But in 1906 they were students at Smith College, where, it was said, some women hoped for an M.A., but more hoped for a M.A.N. “Unlike our neighbor Holyoke ‘over the way,’ ” one student chirped in the yearbook, “we have not troubled our busy heads over the right and wrong of woman suffrage, but are discussing . . . who are the best-looking girls in the class.”
After graduation, Dorothy and Ros were pampered with a year’s grand tour of Europe, where they visited rich relatives, watched Nijinsky and Isadora Duncan shock the bourgeoisie, and trooped through galleries, wincing at Matisse’s garish canvases. On their return, they took up a lady’s typical pursuits: charity work, parties and the rituals of being courted by eligible young men. Little in their coddled experience would have prepared them for a future in the wilds of northwest Colorado.
But New York society picnics and bridge parties soon lost their appeal. Provoked by the suffrage movement, the women longed to make a mark, to seek out their own adventures. When Ros heard that a new friend’s brother was looking to hire two schoolteachers for a tiny homesteading town in the Elkhead Mountains, 200 miles northwest of Denver, she leapt at the chance. It didn’t take much to persuade Dorothy to join her. In July of 1916, the two 29-year-olds — by then believed to be old maids and unmarriageable — made the long journey over the treacherous Rocky Mountains to a breathtakingly new world and home.
Wickenden, who is the executive editor of the New Yorker, knows what it takes to shape a good story. Culling details from a rich trove of family letters, she gives us a delightfully intricate tale.

Extracted information:
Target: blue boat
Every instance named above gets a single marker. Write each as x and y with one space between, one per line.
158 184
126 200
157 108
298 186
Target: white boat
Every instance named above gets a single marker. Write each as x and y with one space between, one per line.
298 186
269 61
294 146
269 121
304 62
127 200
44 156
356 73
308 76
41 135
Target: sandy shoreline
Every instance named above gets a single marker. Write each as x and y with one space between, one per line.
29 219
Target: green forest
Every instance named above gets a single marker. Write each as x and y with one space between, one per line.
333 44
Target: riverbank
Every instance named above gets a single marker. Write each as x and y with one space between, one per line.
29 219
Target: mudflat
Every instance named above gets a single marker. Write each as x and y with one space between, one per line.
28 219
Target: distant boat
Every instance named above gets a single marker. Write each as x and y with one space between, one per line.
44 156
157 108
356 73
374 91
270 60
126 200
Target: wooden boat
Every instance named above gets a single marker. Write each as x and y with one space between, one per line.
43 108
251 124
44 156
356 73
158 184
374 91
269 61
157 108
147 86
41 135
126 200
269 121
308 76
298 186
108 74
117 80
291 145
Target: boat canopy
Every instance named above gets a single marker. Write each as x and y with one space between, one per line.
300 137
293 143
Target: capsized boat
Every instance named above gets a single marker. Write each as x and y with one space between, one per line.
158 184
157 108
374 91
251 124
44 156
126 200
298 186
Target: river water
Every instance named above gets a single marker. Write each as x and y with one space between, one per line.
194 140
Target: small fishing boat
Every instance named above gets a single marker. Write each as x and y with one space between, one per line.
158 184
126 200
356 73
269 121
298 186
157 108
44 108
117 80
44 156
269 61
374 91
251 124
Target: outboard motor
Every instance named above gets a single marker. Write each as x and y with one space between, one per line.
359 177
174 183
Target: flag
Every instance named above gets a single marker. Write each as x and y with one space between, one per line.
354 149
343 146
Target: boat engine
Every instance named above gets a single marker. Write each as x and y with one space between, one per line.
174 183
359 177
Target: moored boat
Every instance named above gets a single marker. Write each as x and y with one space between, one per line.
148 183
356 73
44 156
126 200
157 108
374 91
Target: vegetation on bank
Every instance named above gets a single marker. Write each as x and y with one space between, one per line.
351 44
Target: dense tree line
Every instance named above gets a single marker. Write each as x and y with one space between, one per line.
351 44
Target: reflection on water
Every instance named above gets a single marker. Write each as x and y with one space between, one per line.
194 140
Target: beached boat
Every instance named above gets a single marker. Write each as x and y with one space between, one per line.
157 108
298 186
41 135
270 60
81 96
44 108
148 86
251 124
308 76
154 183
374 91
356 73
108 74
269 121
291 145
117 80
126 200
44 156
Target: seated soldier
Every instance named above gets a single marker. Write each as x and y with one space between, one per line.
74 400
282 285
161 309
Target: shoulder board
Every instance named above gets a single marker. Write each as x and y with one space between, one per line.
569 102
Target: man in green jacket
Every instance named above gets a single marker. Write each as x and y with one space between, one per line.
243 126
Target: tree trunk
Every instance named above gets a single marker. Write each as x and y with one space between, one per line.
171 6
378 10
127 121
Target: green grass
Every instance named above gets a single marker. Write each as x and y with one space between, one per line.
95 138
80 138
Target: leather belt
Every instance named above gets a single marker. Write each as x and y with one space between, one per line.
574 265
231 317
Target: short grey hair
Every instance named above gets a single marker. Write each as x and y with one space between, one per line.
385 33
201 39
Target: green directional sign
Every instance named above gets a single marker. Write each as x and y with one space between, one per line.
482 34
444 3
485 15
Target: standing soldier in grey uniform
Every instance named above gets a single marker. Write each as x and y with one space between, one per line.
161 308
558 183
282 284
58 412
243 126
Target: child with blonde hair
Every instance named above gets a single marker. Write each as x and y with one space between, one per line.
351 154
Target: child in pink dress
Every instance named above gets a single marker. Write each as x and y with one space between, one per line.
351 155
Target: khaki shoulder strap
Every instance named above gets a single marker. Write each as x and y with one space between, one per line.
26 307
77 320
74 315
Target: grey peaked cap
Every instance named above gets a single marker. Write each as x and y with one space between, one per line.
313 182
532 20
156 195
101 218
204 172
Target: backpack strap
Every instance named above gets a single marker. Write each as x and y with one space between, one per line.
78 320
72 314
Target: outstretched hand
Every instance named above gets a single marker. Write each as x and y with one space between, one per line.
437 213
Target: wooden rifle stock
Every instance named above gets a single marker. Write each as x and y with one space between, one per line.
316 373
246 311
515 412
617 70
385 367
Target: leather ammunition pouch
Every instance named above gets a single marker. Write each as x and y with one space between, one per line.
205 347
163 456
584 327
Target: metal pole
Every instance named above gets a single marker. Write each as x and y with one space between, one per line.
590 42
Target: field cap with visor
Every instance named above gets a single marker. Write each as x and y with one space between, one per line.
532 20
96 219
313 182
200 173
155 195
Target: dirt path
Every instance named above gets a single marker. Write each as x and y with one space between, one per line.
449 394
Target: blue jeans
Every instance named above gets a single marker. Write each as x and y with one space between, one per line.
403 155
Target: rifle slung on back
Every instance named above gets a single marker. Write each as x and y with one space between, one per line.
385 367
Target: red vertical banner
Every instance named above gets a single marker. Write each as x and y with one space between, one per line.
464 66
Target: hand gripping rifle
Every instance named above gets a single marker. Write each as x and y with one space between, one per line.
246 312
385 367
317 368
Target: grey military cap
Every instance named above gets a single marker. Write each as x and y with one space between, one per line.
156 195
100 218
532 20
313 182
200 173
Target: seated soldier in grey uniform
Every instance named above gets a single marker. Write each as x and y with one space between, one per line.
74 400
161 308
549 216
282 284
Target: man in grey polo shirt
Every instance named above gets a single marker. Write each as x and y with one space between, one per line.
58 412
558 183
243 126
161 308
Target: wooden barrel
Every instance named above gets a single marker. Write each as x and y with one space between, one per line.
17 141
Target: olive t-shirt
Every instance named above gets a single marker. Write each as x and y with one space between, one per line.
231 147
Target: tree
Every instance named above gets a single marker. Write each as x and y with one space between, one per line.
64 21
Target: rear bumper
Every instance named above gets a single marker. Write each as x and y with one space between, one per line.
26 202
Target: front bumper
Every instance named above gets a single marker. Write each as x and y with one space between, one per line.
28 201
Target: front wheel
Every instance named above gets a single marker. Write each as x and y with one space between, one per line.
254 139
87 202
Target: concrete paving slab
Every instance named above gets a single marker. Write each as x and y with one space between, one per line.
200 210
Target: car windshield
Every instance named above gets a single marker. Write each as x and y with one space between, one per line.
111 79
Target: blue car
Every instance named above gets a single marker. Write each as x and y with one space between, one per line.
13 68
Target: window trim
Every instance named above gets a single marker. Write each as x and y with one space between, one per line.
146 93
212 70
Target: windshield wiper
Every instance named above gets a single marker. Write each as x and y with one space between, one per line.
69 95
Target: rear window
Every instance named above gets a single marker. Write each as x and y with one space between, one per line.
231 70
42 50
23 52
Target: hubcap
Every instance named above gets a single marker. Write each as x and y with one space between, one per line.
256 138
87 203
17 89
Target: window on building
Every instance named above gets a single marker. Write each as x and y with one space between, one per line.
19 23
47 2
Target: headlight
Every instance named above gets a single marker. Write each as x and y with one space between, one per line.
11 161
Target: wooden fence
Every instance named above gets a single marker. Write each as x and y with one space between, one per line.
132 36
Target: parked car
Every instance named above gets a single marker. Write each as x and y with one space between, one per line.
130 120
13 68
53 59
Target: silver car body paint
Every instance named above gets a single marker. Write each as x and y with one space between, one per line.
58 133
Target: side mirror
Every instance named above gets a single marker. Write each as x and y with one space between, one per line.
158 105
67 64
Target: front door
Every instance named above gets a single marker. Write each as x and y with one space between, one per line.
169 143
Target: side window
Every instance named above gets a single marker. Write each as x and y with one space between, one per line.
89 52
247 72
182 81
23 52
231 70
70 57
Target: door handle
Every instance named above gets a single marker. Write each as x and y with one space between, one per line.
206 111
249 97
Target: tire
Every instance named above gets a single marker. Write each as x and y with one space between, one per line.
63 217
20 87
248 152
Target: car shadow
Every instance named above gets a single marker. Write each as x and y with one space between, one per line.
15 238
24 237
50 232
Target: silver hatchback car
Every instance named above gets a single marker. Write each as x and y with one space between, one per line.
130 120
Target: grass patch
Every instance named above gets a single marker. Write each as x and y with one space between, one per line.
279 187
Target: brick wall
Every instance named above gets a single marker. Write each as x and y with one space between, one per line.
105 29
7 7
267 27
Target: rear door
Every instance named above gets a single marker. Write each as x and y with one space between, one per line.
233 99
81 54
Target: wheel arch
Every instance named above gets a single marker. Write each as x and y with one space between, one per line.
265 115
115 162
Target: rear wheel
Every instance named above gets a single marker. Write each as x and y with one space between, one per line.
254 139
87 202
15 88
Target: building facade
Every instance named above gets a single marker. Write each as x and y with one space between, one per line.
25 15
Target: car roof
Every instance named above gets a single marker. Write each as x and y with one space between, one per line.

Required tasks:
1. Answer from the passage about Dorothy and Ros, one line each, marked (a), (b), (c):
(a) Which college were the women attending in 1906?
(b) How far from Denver was the homesteading town in the Elkhead Mountains?
(c) What position does Wickenden hold?
2. Please copy word for word the stretch of the passage about Dorothy and Ros from "But New York" through "world and home.".

Answers for each item:
1.
(a) Smith College
(b) 200 miles northwest of Denver
(c) Executive editor of the New Yorker

2.
But New York society picnics and bridge parties soon lost their appeal. Provoked by the suffrage movement, the women longed to make a mark, to seek out their own adventures. When Ros heard that a new friend’s brother was looking to hire two schoolteachers for a tiny homesteading town in the Elkhead Mountains, 200 miles northwest of Denver, she leapt at the chance. It didn’t take much to persuade Dorothy to join her. In July of 1916, the two 29-year-olds — by then believed to be old maids and unmarriageable — made the long journey over the treacherous Rocky Mountains to a breathtakingly new world and home.